_STATED GOAL 1_
List every distinct calendar date, with month, day and year, that appears in the damages passage.
_STATED GOAL 2_
Quote the section of the damages passage that opens with the words containing "As is stated" and closes with "claimed wage statement violations.".

_PASSAGE TO READ_
....................

This Court further recommends that the Clerk of Court calculate additional prejudgment interest at the rate of nine percent per annum from June 8, 2018 to the date that judgment is entered. Accordingly, this Court recommends that Monteroso be awarded prejudgment interest of $7,270.03, plus additional prejudgment interest as calculated by the Clerk of Court, from June 8, 2018 to the date final judgment is entered.

Monteroso also seeks statutory damages for Defendants' failure to provide both wage statements and wage notices in violation of the WTPA, in the amount of $2,500 for wage statement violations and $2,500 for wage notice violations. (See Proposed Findings ¶ 26.) With respect to damages for wage statement violations, this Court's calculation yields a higher damages amount than Plaintiffs' calculation, presumably because Plaintiffs did not take into account the increased damages cap that became effective on February 27, 2015, while Monteroso was still employed by Defendants. (See Discussion, supra at Section I(G).) Taking into account that cap increase entitles Monteroso to damages of $3,750 for wage statement violations. With respect to damages for wage notice violations, this Court also disagrees with Plaintiffs' calculation of $2,500, and finds that Monteroso should instead be awarded $1,950, comprised of $1,700 for the 34 weeks he worked prior to the February 27, 2015 penalty increase, and $250 for the five days he worked after the increase went into effect. (See Monteroso Decl. ¶ 5; Damages Chart.)

As is stated in Monteroso's Declaration and detailed in the Damages Chart, Monteroso was employed by Defendants for a total of 35 weeks during two separate periods. (See Monteroso Decl. ¶ 5; Damages Chart.) For his initial 31-week period of employment - June 15, 2011 to January 15, 2012 - Monteroso is entitled to the maximum statutory damages award of $2,500 for failure to provide wage statements. While damages for the first three weeks Monteroso worked during his second period of employment - February 5, 2015 to March 3, 2015 - are also subject to the pre-February 27, 2015 cap, damages for the five days worked after the WTPA penalties increased, amounting to $1,250, are not subject to the earlier cap. Accordingly, Monteroso is entitled to $3,750 (i.e., the sum of $2,500 plus $1,250) for the claimed wage statement violations.

....................

(Lines of data)

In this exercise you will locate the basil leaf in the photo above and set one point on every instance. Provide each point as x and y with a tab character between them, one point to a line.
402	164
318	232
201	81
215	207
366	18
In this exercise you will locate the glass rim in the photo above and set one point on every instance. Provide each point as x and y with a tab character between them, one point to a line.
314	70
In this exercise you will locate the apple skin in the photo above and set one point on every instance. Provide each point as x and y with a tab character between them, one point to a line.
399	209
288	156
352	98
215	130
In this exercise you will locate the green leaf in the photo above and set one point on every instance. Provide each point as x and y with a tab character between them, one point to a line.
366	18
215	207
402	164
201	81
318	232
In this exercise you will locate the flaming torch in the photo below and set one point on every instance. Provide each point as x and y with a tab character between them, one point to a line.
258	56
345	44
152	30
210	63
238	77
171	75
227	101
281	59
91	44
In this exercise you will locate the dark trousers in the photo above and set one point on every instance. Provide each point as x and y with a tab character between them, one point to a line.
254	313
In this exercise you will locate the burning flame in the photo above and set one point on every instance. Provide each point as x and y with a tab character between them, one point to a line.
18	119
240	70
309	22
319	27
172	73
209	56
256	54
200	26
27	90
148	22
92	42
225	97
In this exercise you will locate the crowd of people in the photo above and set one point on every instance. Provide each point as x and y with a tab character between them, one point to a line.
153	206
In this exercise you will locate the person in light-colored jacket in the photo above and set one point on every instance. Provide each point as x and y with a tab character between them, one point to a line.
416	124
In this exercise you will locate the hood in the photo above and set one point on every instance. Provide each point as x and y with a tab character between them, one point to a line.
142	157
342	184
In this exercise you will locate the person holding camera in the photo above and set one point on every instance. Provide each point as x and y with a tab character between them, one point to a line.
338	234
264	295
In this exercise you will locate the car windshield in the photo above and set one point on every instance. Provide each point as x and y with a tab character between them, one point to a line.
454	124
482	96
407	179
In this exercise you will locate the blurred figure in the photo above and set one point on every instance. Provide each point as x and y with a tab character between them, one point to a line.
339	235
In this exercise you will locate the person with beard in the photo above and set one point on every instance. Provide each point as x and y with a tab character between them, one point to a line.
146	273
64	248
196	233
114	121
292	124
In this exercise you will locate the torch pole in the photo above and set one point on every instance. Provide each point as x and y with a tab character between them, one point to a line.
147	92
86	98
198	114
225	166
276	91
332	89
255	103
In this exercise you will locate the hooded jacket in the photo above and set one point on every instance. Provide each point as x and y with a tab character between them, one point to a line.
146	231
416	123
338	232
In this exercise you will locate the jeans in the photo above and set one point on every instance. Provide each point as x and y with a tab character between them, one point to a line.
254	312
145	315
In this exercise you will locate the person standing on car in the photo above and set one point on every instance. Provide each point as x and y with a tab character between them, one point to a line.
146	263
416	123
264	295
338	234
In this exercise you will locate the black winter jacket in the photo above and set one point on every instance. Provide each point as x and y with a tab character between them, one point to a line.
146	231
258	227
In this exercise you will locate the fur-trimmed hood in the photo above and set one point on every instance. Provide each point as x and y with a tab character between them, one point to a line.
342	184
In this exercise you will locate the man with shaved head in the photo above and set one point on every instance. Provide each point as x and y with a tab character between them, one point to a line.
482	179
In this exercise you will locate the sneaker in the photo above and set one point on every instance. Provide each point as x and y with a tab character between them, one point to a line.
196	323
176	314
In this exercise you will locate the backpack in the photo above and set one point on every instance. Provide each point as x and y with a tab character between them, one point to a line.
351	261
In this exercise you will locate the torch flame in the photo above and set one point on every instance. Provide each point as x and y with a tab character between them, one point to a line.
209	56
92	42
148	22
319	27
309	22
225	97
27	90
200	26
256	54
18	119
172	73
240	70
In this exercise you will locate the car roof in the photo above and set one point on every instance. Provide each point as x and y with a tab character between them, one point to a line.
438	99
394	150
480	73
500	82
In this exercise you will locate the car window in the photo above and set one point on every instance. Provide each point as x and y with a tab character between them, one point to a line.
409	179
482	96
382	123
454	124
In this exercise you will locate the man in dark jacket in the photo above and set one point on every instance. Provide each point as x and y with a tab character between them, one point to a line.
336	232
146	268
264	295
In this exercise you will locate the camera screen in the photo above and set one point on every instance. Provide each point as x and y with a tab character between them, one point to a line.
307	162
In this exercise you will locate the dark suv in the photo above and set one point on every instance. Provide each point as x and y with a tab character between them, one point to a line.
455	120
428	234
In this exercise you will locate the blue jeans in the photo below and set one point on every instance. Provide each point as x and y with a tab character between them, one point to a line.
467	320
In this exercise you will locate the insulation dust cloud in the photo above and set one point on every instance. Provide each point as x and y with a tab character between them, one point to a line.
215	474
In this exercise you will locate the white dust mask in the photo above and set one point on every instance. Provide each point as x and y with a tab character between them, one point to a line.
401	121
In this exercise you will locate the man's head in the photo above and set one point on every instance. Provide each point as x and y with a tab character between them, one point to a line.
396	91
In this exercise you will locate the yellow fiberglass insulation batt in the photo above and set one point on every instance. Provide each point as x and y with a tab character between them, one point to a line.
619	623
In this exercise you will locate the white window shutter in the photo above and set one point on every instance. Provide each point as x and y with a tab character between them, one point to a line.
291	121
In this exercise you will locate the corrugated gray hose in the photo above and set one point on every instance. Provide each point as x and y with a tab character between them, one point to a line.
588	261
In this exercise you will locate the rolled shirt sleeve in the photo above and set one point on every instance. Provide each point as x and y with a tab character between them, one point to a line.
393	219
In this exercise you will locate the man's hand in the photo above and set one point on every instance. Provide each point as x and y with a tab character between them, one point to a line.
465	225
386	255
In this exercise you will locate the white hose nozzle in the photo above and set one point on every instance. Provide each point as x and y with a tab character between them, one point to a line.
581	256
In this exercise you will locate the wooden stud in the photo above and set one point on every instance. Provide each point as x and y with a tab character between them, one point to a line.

....................

_COMPLETE RESPONSE 1_
June 8, 2018
February 27, 2015
June 15, 2011
January 15, 2012
February 5, 2015
March 3, 2015

_COMPLETE RESPONSE 2_
As is stated in Monteroso's Declaration and detailed in the Damages Chart, Monteroso was employed by Defendants for a total of 35 weeks during two separate periods. (See Monteroso Decl. ¶ 5; Damages Chart.) For his initial 31-week period of employment - June 15, 2011 to January 15, 2012 - Monteroso is entitled to the maximum statutory damages award of $2,500 for failure to provide wage statements. While damages for the first three weeks Monteroso worked during his second period of employment - February 5, 2015 to March 3, 2015 - are also subject to the pre-February 27, 2015 cap, damages for the five days worked after the WTPA penalties increased, amounting to $1,250, are not subject to the earlier cap. Accordingly, Monteroso is entitled to $3,750 (i.e., the sum of $2,500 plus $1,250) for the claimed wage statement violations.